Not once did I suggest that you were a beginner driver. What I said was "For someone who has little or no experience with driving a team". The very best advice to give in this instance was "Find someone knowledgeable to give you a hand". As an experienced driver I would think that you would understand the inherent risks involved and realize yourself that you need someone on hand, to give you a hand.

For those ones that are pm'ing you and saying "they don't dare post here" I would wonder: is it because their advice would not stand up to public scrutiny?

Glad to see that you are still here and haven't abandoned us entirely




Be assured that we will help you as much as we possibly can with specific questions regarding training rather than a blanket "how do you go about it".


----------



## Krazee bout Kasspur (Dec 8, 2009)

"As an experienced driver I would think that you would understand the inherent risks involved and realize yourself that you need someone on hand, to give you a hand.

For those ones that are pm'ing you and saying "they don't dare post here" I would wonder: is it because their advice would not stand up to public scrutiny?"

With a herd of six including biggies, I can assure you I understand ALL the inherent risks involved. It would be great to have someone on hand at any time, not just during driving. That's not always the case for some of us. I'm not saying I'm going to run out and hitch up a pair on my own...please don't misconstrue that.

I wasn't given a reason why the PMr's refuse to post and I didn't ask. I'm just grateful they did reply with offers to help.


----------



## susanne (Dec 8, 2009)

☆ ☆ ☆ ☆

◆ **SHORT EXERCISE A**: Print the stretch of the forum thread from "Be assured that" through "don't misconstrue that.".
The entries that follow have no connection to the forum thread above.

☆ ☆ ☆ ☆

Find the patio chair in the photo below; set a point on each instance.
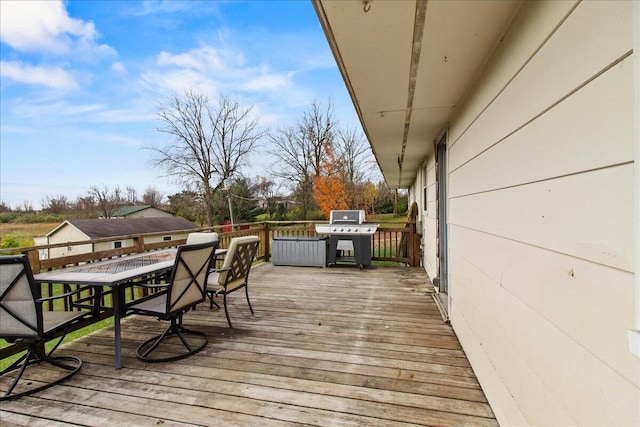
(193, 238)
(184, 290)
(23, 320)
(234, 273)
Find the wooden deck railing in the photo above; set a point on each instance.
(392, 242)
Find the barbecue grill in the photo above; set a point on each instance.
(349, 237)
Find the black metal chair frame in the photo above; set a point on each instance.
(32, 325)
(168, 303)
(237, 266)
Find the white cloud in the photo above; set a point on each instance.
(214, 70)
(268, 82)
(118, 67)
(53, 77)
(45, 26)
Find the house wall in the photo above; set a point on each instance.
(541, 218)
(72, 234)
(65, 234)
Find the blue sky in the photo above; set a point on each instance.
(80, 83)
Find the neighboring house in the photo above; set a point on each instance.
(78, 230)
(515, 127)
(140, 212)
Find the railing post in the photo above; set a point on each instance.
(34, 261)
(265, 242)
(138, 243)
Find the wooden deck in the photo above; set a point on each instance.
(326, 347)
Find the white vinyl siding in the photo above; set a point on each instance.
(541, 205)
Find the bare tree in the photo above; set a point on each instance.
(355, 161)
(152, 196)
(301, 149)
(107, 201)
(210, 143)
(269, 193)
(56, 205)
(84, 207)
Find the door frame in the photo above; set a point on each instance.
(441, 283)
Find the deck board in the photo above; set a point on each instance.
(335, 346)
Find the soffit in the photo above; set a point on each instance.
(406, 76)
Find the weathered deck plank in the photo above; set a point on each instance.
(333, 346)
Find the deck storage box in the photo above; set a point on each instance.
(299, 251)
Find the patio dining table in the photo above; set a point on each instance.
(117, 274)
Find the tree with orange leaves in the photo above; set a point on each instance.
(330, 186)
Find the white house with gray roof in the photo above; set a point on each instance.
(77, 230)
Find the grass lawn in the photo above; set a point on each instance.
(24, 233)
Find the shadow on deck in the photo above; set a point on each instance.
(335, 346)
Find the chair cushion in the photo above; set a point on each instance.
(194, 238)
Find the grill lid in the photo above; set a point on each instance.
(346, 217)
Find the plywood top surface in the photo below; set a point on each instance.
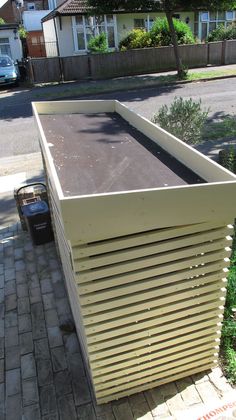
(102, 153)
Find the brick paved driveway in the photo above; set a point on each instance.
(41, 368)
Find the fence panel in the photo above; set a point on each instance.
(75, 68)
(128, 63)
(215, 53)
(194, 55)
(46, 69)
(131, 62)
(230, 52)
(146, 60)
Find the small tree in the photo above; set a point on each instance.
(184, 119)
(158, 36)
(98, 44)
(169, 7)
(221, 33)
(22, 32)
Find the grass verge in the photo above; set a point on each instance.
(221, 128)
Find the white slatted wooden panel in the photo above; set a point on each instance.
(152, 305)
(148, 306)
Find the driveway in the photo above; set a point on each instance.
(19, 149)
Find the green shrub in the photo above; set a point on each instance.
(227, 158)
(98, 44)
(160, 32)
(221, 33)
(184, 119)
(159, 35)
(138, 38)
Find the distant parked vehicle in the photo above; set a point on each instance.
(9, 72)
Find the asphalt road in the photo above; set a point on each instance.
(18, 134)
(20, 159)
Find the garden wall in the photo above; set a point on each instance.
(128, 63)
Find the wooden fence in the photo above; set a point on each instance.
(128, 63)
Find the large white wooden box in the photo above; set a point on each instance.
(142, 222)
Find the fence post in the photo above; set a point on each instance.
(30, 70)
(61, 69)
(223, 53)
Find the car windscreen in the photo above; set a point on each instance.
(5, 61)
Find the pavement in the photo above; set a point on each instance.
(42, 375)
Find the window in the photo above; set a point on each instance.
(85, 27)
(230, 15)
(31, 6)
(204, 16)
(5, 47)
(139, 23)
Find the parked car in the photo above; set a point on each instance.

☆ ☆ ☆ ☆

◆ **SHORT EXERCISE B**: Scale the stretch of entries from the line containing "Find the pavement" through the last line of the entries, repeating every line with its requests included. Multiply each point coordinate by 0.4 and round to whole numbers, halves up, and give only those lines.

◆ **EXERCISE ANSWER A**:
Be assured that we will help you as much as we possibly can with specific questions regarding training rather than a blanket "how do you go about it".


----------



## Krazee bout Kasspur (Dec 8, 2009)

"As an experienced driver I would think that you would understand the inherent risks involved and realize yourself that you need someone on hand, to give you a hand.

For those ones that are pm'ing you and saying "they don't dare post here" I would wonder: is it because their advice would not stand up to public scrutiny?"

With a herd of six including biggies, I can assure you I understand ALL the inherent risks involved. It would be great to have someone on hand at any time, not just during driving. That's not always the case for some of us. I'm not saying I'm going to run out and hitch up a pair on my own...please don't misconstrue that.

◆ **EXERCISE ANSWER B**:
Find the pavement in the photo above; set a point on each instance.
(17, 150)
Find the window in the photo above; set a point on each instance.
(34, 11)
(92, 6)
(12, 2)
(82, 6)
(2, 19)
(56, 9)
Find the parked car in the photo above; set a point on each instance.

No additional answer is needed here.